=== Text block ===

How to write the discussion chapter without repeating the literature review

If you are staring at your discussion chapter thinking, “I have no idea how to bring the literature back in here without just repeating my literature review,” you are not alone. This is one of the most common sticking points for PhD researchers at the writing-up stage.

By the time you reach the discussion chapter, you have already spent years reading, synthesising, and writing about the literature. Being told to now “return to it” - but in a completely different way - can feel confusing, frustrating, and even overwhelming. There is a good reason for that.

In this post, I want to clarify what bringing the literature back in actually means, why this part of the PhD often feels harder than writing the literature review, and the key shift in thinking that makes discussion chapters work.

Why the discussion chapter feels so hard

Many researchers assume that struggling with the discussion chapter means they have forgotten the literature, are not theoretical enough, or are somehow not ready for this stage. In reality, the difficulty usually comes from something else entirely.

The role of the literature has changed.

In the literature review, the literature leads. You look outward. You map what is already known, identify debates, and position your study within them.

In the discussion chapter, that relationship flips. Your findings now take centre stage, and the literature plays a supporting role.

Instead of asking:

What does the literature say?

You are now asking:

So what do my findings mean for the literature?

This is a much more active and demanding kind of thinking - and it is something many PhD researchers are never explicitly taught how to do.

What “bringing the literature back in” does not mean

One of the biggest misconceptions about the discussion chapter is that bringing the literature back in means summarising it again.

It does not.

If your discussion chapter starts to sound like:

“Smith (2020) says this… Patel (2015) argues that…”

followed by a brief nod to your data, it is completely normal to feel stuck. That structure places the literature back in charge, which is exactly what you are trying to move away from.

A helpful principle to remember is this:

In the discussion chapter, your findings lead and the literature responds.

From speech to conversation

One way to think about this shift is as the difference between a speech and a conversation.

=== Provided entries ===

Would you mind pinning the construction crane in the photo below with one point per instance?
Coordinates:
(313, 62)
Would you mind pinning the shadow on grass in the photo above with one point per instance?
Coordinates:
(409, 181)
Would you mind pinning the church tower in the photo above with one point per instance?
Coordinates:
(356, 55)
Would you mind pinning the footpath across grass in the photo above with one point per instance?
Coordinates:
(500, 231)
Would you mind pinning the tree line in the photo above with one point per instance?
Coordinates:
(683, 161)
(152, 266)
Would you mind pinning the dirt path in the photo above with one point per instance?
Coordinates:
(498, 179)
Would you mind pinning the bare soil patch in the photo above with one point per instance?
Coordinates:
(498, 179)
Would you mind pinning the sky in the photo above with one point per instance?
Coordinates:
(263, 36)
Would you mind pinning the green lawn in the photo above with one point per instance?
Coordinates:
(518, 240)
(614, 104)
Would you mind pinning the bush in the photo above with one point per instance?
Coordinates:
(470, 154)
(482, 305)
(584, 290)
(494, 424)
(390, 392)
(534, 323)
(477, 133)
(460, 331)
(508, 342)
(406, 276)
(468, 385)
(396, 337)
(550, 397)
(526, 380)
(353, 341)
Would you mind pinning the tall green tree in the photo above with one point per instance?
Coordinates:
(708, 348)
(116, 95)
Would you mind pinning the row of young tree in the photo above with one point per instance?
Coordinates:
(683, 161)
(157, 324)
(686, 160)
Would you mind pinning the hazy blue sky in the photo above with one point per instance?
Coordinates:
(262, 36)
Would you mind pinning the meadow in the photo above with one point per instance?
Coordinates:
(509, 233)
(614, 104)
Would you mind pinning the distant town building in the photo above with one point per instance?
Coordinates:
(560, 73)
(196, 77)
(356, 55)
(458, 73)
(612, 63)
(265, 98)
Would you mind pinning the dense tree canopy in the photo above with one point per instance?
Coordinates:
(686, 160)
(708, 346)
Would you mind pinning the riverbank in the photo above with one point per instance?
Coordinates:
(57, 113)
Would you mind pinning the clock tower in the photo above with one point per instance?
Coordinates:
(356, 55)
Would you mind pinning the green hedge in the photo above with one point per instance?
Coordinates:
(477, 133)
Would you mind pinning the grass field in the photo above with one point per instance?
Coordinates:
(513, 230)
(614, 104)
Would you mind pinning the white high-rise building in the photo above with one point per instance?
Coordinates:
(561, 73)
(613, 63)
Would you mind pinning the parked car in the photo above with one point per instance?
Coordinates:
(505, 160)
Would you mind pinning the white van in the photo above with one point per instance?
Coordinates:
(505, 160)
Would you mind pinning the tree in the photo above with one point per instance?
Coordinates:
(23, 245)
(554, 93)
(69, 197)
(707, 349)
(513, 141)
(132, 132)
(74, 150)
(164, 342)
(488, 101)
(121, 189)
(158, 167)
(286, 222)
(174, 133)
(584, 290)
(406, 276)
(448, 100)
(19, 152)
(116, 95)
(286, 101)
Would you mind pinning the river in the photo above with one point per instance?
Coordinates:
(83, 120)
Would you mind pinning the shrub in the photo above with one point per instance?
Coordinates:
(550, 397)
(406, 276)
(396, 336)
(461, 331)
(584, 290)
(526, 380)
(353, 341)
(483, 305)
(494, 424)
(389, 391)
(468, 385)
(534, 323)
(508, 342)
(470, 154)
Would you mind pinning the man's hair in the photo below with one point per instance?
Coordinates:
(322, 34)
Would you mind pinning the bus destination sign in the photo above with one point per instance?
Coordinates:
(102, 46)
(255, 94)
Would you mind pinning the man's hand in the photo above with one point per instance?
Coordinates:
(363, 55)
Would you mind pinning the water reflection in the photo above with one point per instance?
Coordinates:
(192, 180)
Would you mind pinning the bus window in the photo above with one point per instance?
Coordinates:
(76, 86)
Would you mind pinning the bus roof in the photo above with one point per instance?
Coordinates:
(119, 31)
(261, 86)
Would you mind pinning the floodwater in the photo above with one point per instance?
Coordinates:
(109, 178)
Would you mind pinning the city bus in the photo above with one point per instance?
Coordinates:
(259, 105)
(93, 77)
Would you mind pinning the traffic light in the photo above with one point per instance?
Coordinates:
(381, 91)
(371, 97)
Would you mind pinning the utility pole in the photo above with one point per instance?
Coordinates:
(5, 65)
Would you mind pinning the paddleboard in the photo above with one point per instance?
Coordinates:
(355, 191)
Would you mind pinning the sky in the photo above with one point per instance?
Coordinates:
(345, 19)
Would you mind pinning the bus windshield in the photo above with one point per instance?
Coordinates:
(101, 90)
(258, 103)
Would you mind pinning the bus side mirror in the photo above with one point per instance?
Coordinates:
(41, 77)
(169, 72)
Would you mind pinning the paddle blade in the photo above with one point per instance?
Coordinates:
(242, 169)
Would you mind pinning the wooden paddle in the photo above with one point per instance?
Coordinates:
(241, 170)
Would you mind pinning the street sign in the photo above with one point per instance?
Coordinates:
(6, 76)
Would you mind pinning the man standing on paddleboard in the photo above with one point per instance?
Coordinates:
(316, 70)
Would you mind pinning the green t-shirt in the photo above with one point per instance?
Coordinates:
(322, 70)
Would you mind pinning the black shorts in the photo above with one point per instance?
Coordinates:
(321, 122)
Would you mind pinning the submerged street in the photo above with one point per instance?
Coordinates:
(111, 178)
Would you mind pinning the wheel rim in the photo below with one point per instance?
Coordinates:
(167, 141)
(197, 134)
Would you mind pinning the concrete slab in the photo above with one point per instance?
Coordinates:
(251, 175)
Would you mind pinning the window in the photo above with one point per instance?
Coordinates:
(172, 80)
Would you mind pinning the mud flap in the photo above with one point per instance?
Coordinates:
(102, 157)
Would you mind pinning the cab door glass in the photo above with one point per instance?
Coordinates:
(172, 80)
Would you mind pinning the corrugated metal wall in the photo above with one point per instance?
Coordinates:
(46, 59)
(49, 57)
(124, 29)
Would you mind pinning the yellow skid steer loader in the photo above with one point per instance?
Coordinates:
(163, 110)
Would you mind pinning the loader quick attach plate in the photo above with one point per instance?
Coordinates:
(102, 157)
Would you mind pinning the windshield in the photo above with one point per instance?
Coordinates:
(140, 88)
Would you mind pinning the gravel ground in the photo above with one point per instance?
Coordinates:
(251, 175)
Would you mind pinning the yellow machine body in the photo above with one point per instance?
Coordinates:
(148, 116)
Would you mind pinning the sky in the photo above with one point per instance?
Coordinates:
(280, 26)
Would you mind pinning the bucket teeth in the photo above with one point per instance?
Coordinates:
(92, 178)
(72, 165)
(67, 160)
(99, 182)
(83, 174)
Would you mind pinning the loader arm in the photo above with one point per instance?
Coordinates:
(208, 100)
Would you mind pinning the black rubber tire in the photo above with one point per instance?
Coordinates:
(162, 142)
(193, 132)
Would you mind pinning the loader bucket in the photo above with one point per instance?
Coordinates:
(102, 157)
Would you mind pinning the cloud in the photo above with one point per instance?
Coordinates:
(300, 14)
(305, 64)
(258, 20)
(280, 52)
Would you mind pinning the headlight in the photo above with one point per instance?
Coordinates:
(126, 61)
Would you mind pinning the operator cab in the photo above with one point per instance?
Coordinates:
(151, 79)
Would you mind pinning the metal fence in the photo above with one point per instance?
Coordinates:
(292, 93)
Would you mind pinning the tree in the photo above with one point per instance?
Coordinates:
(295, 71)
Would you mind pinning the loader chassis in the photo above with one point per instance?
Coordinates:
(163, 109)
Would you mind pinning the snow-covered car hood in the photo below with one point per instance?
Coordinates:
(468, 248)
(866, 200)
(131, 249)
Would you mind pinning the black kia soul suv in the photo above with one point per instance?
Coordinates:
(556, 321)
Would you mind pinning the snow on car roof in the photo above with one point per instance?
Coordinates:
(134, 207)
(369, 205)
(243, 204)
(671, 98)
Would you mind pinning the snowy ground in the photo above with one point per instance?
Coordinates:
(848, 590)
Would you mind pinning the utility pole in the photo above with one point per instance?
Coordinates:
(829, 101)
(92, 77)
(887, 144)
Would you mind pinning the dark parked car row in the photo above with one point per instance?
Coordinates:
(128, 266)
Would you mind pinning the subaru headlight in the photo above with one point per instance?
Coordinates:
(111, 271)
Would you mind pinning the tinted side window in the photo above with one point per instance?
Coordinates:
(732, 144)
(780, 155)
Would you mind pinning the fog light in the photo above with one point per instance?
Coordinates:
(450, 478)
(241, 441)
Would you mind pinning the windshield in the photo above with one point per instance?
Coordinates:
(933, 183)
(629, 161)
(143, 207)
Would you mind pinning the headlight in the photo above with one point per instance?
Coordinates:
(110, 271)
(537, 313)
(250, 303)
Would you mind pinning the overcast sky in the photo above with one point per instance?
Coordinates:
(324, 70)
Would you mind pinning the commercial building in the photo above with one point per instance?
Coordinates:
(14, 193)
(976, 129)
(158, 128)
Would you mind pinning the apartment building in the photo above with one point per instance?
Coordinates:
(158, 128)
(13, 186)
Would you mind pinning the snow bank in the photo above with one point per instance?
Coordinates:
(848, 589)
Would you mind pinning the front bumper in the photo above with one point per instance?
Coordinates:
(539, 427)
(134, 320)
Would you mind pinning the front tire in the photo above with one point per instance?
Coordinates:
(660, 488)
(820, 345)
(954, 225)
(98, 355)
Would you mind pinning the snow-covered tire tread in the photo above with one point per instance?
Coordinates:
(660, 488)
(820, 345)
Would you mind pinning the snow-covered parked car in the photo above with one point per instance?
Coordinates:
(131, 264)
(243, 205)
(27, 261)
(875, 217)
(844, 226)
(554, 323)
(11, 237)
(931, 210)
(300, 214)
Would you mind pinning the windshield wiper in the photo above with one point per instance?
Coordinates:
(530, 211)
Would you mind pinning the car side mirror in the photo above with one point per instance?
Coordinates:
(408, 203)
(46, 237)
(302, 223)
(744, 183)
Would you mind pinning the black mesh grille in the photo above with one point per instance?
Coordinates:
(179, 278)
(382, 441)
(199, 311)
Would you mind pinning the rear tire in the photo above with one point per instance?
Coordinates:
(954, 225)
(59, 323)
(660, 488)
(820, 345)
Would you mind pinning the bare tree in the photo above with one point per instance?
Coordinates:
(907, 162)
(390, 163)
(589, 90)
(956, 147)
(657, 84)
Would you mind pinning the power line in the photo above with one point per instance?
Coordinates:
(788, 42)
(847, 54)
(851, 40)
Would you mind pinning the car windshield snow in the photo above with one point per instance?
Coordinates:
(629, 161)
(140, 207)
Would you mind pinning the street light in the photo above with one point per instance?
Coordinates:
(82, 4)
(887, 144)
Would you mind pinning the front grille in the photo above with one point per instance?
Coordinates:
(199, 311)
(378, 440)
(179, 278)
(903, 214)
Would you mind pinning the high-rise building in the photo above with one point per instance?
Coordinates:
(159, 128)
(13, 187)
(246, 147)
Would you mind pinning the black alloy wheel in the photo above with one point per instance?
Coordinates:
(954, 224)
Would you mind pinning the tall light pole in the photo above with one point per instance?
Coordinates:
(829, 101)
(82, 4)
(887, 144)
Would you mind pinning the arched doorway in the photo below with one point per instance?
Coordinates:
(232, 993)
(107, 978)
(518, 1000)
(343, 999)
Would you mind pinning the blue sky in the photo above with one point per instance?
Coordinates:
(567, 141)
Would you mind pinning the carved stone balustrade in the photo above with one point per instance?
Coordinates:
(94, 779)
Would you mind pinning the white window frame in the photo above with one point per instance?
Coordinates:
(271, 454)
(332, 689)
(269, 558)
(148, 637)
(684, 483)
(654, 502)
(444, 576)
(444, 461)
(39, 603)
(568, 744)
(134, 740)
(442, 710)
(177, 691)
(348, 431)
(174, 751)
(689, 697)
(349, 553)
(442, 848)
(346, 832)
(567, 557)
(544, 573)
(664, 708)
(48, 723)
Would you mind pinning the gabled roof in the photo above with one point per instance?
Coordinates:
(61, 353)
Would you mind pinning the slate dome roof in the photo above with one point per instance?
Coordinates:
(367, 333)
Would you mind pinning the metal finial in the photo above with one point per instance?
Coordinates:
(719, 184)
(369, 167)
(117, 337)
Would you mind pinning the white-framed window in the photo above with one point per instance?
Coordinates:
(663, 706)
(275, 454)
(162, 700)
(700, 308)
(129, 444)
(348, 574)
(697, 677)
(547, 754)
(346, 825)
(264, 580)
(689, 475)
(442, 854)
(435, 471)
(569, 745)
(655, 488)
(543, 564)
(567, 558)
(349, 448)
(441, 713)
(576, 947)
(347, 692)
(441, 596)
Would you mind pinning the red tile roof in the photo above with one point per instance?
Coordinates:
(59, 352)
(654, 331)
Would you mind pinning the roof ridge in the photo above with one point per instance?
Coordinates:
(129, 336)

===

**Goals**.
**a.** Summarize the post on writing the discussion chapter in two sentences.
**b.** Return every line of the records that contains the word "roof".
The text and the records come from unrelated sources.

**Results for the exercise**.
**a.** Many PhD researchers struggle with the discussion chapter because the role of the literature changes: in the literature review the literature leads, while in the discussion the findings lead and the literature responds. Bringing the literature back in does not mean summarizing it again, since a structure that lists what authors say before a brief nod to the data puts the literature back in charge.

**b.**
Would you mind pinning the bus roof in the photo above with one point per instance?
Would you mind pinning the snow on car roof in the photo above with one point per instance?
Would you mind pinning the gabled roof in the photo above with one point per instance?
Would you mind pinning the slate dome roof in the photo above with one point per instance?
Would you mind pinning the red tile roof in the photo above with one point per instance?
Would you mind pinning the roof ridge in the photo above with one point per instance?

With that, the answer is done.